Reading text:
========================

Traditionally, there have been three major approaches in trading – fundamental/technical analysis and passive investing. Fundamental analysis emphasises relationship between supply and demand. Investor ought to focus on analysing company’s financial statements, their products and strategic position in the market etc. Technical analytics claims that market’s price reflects everything investor should know, so there is no point in investigation company’s insights. Graphs with prices and fancy indicators is all one need. Passive investor on the other side believes that no analysis can “beat the market” and the only thing which has sense is investing in diversified portfolios.

Recently, new type of approach has become more and more popular – algorithmic trading. In that approach, one takes various datasets, like fundamentals, technical indicators or market’s sentiments, and put those into mathematical, financial and/or data analytics algorithms to get the best insights. Within this approach, diversity of data one can use is huge. It is not only about data from financial statements composed with pricing information from charts. As nicely pointed out in for example that article, sources which were not utilized before, like satellite data, can come in handy too. Counting cars from satellite imagery on retail store parking is nice usage example.

In this post I will create and evaluate Decision Tree model to predict direction of next 14 days’ price movement. Task is quite ambitious and according to Van K. Tharp, accuracy ~55% can be expected.

## Will price go up or down?

Let’s simplify trading game to one question – will closing price be higher or lower in future than today? Theoretically, if you know that, you would be able to act accordingly to your prediction and buy when you know it will go up or sell if it goes down. That way you can make profits.

To answer above mentioned question, decision tree model and historical pricing data were used for companies which are part of WIG20 - stock market index of the twenty largest companies on Warsaw Stock Exchange. Unfortunately, those data are not part of Yahoo Finance API, so they had to be scraped from one of popular polish trading website. Some clues how it was achieved can be found in previous post.

## Be afraid of the future…

One of the trap, which one can easily fall into, is using data which would not be available in real life. One could build 100% accurate model of future price movement, if he or she use future price as a feature…

Although it seems obvious to spot with respect to closing price of given day, it became trickier once one start to use for example low or high price. In reality, one is not able to define those price points until given session is closed.

========================

Source excerpt:
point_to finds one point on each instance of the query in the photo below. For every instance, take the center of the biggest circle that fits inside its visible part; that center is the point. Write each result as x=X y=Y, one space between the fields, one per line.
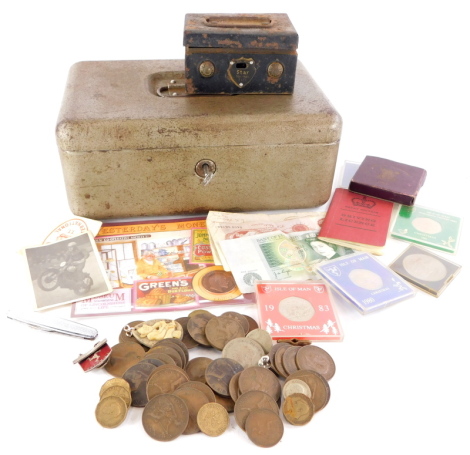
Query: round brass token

========================

Task: Supply the next part of the post on predicting stock price direction, starting right after its final sentence. The listing has no connection to the post on predicting stock price direction.

Exercise output:
Rule, that if something is too good, it is probably not the truth, is more than valid here. If one is getting too optimistic results, then “seeing the future error” is highly possible.

## Features

For each company, all available historical data has been used. For each day following features were calculated:

- close prices from 20 previous days
- 24-day simple moving average of close price
- 50-day simple moving average of close price
- 7-day average plus/minus directional movement indices
- 7-day average directional index (ADX)
- Price to earnings ratio (P/E Ratio)
- On balance volume (OBV)

**Ad.1** Each day from those 20 days were treated as separate feature

**Ad.2 and 3** Simple moving averages from 34 and 50 previous closing prices.

**Ad.4** Two indicators: plus (+DM) and minus (-DM) directional movement, which use differences in today’s and yesterday’s highest and lowest price in calculation. Formula can be found here. First, indicators where calculated for each day, then simple moving average was obtained.

**Ad.5** Formula can be found here.

**Ad.6** Formula. Very popular fundamental indicator.

**Ad.7** This feature is using volume data as explained here.

## Fitting model

Data has been split in half into training and test set. Chronological order has been remained, so that training was done on older data points. As a model, Python’s `sklearn.tree.DecisionTreeClassifier`

was used. After extensive model parameters testing, max leaf nodes were set to 10, along with max tree depth of 9.

Overall, obtained mean accuracy score was 0.5439 along with standard deviation of 0.0462. In table below, scores for test sets for each company are presented:

Company symbol | Accuracy Score |
---|---|

ALIOR | 0.634 |

ASSECOPOL | 0.542 |

BZWBK | 0.574 |

CCC | 0.536 |

CYFRPLSAT | 0.423 |

ENEA | 0.465 |

ENERGA | 0.618 |

EUROCASH | 0.532 |

KGHM | 0.532 |

LOTOS | 0.584 |

LPP | 0.541 |

MBANK | 0.528 |

ORANGEPL | 0.524 |

PEKAO | 0.542 |

PGE | 0.558 |

PGNIG | 0.525 |

PKNORLEN | 0.562 |

PKOBP | 0.507 |

PZU | 0.592 |

TAURONPE | 0.558 |

## Is it better than random?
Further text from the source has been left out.